── PASSAGE GIVEN ──
& occasionally about other things, too...

Tuesday, March 31, 2015

Toronto Festival of Literature and the Arts - Fsala-15



The fourth edition of FSALA – the Toronto Festival of Literature and the Arts will bring together more than 40 writers and musicians from across the world, and Canada to Toronto from Friday, May 15 to Sunday, May 17.

The three-day festival of readings, seminars, music and dance has become a much-awaited and anticipated fixture on the literary calendar of Toronto. The festival celebrates world literature like nowhere else, and for the fourth edition, will have participants from Canada, India, Ghana, Sri Lanka, Pakistan, Trinidad, Tanzania, Philippines, and the United States.

A new feature in this year’s festival is the inclusion of the East Asian panel on the program, and a writing workshop. Among the international authors expected to participate are Anar (Sri Lanka), Walter Bgoya (Tanzania), Ajmal Kamal (Pakistan), Dannabang Kuwabong (Puerto Rico/Ghana/Canada), Perumal Murugan (India, withdrawn), Harish Narang (India), Elizabeth Nunez (Trinidad/USA), and Jose Dalisay (Philippines).

Canadian authors and moderators include Shauna Singh Baldwin (Milwaukee), Gurdev Chauhan (Trenton), Cheran (Windsor), Denise Chong (Vancouver), Jawaid Danish (Toronto), Safia Fazlul (Toronto), C Fong Hsiung, Tasneem Jamal (Kitchener), Sang Kim (Toronto), Anand Mahadevan (Toronto), Kagiso Molope (Ottawa), Tololwa Mollel (Edmonton), Narendra Pachkhede (Mississauga), Dawn Promislow (Toronto), Asma Sayed (Edmonton), Jasmine Sawant (Mississauga), Shailja Saksena (Toronto), Munir Saami (Mississauga), Olive Senior (Toronto), Charles Smith (Toronto), Nasim Syed (Toronto), Madeleine Thien (Vancouver), Rahul Verma (Montreal), Terry Watada (Toronto).
───
── ENTRIES PROVIDED ──
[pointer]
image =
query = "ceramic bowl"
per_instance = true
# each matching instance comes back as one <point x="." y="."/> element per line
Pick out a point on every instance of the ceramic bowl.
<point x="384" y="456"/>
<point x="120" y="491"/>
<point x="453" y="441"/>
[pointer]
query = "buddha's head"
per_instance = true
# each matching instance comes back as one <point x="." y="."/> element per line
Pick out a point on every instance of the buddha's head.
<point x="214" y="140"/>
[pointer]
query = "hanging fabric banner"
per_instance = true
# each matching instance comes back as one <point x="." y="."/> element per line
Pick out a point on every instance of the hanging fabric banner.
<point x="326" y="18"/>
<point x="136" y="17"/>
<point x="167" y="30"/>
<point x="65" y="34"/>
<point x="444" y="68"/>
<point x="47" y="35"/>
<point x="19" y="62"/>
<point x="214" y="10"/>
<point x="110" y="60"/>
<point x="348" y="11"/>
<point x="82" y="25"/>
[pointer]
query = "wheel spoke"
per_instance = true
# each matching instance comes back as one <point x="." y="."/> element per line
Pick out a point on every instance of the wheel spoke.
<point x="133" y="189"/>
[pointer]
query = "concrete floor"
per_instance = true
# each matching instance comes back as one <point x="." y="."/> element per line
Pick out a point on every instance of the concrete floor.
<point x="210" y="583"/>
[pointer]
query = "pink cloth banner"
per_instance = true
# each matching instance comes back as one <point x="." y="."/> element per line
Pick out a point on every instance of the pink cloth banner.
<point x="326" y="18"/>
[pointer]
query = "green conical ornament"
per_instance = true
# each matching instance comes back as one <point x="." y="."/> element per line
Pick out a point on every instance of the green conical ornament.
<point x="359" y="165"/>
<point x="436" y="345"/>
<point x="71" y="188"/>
───
── ENTRIES PROVIDED ──
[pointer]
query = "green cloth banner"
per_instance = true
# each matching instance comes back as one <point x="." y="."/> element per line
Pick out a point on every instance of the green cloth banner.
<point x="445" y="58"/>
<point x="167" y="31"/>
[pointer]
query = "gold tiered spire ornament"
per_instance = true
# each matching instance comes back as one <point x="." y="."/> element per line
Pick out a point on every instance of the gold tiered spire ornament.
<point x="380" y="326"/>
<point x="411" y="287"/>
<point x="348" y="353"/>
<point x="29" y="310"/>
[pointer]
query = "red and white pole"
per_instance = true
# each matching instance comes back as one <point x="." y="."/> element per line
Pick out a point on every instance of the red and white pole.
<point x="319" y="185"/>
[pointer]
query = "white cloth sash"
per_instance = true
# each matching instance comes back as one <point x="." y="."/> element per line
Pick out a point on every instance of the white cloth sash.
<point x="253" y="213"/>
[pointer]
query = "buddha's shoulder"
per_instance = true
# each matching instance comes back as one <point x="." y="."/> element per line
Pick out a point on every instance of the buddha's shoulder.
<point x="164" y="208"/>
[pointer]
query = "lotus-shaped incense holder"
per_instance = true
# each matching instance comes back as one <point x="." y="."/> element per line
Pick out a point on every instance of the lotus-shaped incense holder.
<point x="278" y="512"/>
───
── ENTRIES PROVIDED ──
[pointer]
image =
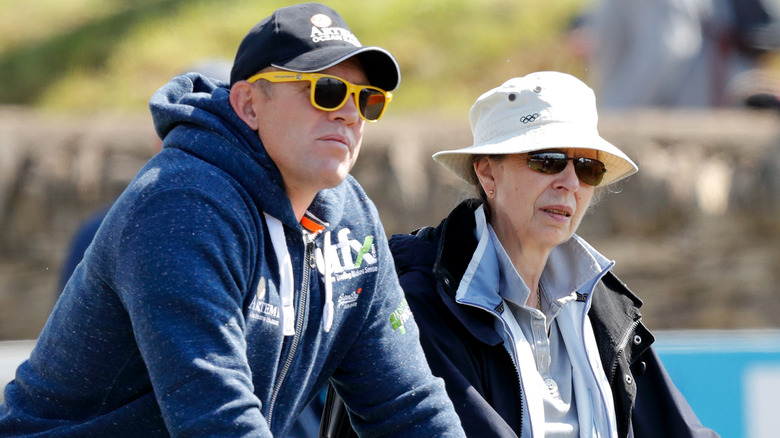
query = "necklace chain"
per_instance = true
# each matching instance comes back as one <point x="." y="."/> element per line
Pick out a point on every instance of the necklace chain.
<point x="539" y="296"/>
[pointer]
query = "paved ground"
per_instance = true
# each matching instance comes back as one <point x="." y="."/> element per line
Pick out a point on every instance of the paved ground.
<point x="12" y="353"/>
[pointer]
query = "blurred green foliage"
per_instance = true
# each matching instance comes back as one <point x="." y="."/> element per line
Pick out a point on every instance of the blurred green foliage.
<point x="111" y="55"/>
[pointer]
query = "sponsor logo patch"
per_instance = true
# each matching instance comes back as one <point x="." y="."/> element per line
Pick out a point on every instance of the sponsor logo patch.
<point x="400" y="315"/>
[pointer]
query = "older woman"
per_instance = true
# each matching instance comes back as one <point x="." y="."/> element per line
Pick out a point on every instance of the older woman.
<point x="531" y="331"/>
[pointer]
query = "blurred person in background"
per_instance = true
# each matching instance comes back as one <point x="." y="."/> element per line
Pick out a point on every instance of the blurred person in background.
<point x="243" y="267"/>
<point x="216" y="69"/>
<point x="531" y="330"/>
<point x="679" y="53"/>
───
SHORT EXERCISE: Continue the FSALA festival announcement, starting right after its list of Canadian authors and moderators. The material that comes after the festival announcement has no connection to it.

ANSWER FOR THIS EXERCISE:
The musical interludes include Kamini Dandapani (New York), and Tichaona Maredza (Toronto). On Saturday May 15 evening, the festival will feature The Book of Sandalwood dance performance by InDance with Hari Krishnan. The program to be held at the Al Green Theatre, Miles Nadal JCC, Toronto, will also feature readings by three world authors: Tololwa Mollel (Canada/Tanzania), Jose Dalisay (Philippines), and Elizabeth Nunez (Trinidad/USA). Admission to all the events is free except for the Saturday night event. It is advisable but not essential to pre-register.

Olivia Chow, the Toronto-based diversity champion, will give the keynote inaugural address on Friday May 15.



Saturday May 16, 2015 program
Buy tickets here: Fsala-15-Saturday



For the full program, please see the festival website. Fsala-15

Monday, March 30, 2015

The Afterlife of Stars - Joseph Kertes

Running through a minefield; seeing many dead men swaying by the lamppost; dodging bullets hiding inside the massive bronze boots of Stalin’s statue that had been toppled over; seeing a man’s head blown off; being privy to a confession of a grandaunt who suffered horrific torture; accidentally discovering the family’s dark secrets; and all the time having to deal with an over-the-edge older brother, who is obsessed with divinity, human anatomy, history, and the family’s past.

It’s difficult to forget such experiences especially when young. They remain etched on the mind forever.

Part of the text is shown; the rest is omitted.